[Dataset records]
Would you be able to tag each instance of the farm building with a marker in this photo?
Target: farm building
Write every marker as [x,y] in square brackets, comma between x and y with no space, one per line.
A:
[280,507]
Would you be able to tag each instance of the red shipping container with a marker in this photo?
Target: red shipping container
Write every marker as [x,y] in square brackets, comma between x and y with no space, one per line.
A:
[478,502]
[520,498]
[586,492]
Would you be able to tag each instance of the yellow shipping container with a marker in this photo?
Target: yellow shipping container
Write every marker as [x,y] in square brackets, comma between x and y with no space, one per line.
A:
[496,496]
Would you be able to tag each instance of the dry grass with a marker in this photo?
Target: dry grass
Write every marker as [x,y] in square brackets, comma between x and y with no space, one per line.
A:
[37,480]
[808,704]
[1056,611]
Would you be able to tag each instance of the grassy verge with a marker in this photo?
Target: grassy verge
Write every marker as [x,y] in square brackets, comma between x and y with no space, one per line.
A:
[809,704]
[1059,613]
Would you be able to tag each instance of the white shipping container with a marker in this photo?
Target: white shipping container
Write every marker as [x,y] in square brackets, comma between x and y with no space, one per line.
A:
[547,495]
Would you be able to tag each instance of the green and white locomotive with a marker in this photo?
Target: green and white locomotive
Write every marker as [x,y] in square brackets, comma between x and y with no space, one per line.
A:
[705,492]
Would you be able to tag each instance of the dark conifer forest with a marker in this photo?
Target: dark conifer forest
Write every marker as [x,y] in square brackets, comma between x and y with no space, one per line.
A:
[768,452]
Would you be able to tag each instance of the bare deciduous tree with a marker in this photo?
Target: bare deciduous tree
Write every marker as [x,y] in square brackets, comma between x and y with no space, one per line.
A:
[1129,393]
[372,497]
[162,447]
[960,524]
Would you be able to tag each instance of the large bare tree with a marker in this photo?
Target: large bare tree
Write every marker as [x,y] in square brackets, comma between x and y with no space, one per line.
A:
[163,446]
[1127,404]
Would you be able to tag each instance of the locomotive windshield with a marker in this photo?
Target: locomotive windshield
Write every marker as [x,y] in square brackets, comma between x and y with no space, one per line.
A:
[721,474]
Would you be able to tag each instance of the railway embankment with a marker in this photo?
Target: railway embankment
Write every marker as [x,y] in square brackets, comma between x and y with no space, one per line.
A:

* **WHAT IS BEING ASKED**
The entries above are to be retyped exactly, with nothing left out.

* **SOLUTION FOR THIS PROBLEM**
Would you be able to tag each instance of the farm building with a marker in this photo?
Target: farm building
Write every marker as [x,y] in square brackets, comma between x and y with no space, one per line.
A:
[280,507]
Would you be able to tag each instance of the red shipping container with a marker in this photo?
Target: red shipping container
Write every marker as [x,y] in square brackets, comma between x and y with no space, one per line.
A:
[478,502]
[520,498]
[586,492]
Would you be able to tag each instance of the yellow shipping container with a marker in this photo?
Target: yellow shipping container
Write every marker as [x,y] in square brackets, comma between x and y with no space, one per line.
A:
[496,496]
Would you be able to tag each instance of the dry grass with a marker in this photo?
Target: dry grass
Write every marker as [x,y] in square brackets, comma between x and y with no space, one per line.
A:
[37,480]
[808,704]
[1056,611]
Would you be able to tag each instance of the grassy verge with a marker in this photo?
Target: grassy verge
Write every marker as [x,y] in square brackets, comma between x and y with no space, one per line.
A:
[809,704]
[1059,613]
Would you be able to tag each instance of the white shipping container with a marker in this photo?
Target: white shipping container
Write every marker as [x,y] in square brackets, comma between x and y with no space, one per line.
A:
[547,495]
Would you be able to tag each instance of the green and white locomotive with a marker in this photo?
Target: green and white locomotive
Write every marker as [x,y] in square brackets, comma between x and y with no space, one per line.
A:
[705,492]
Would you be able to tag each instance of the dark conifer forest with a marker in this photo?
Target: dark conifer forest
Write every marker as [x,y] in square brackets, comma between x and y with no space, one per line.
A:
[768,452]
Would you be able to tag each instance of the bare deciduous tree with a marker in this photo?
Target: bare deciduous tree
Write every marker as [x,y] in square brackets, comma between x and y with no space, one per line.
A:
[1129,393]
[372,497]
[162,447]
[960,524]
Would you be able to tag each instance of the large bare tree with a marker in this photo?
Target: large bare tree
Write every marker as [x,y] in square brackets, comma between x and y with no space, one per line.
A:
[163,446]
[1127,404]
Would you be able to tag each instance of the locomotive windshield with a marker in this photo?
Target: locomotive windshield
Write every marker as [x,y] in square brackets, comma between x and y with no space, one per line.
A:
[721,474]
Would you be able to tag each instance of the railway embankment with a marker in this photo?
Target: railway embankment
Write every marker as [x,y] in square brackets, comma between x and y with no space, one per line.
A:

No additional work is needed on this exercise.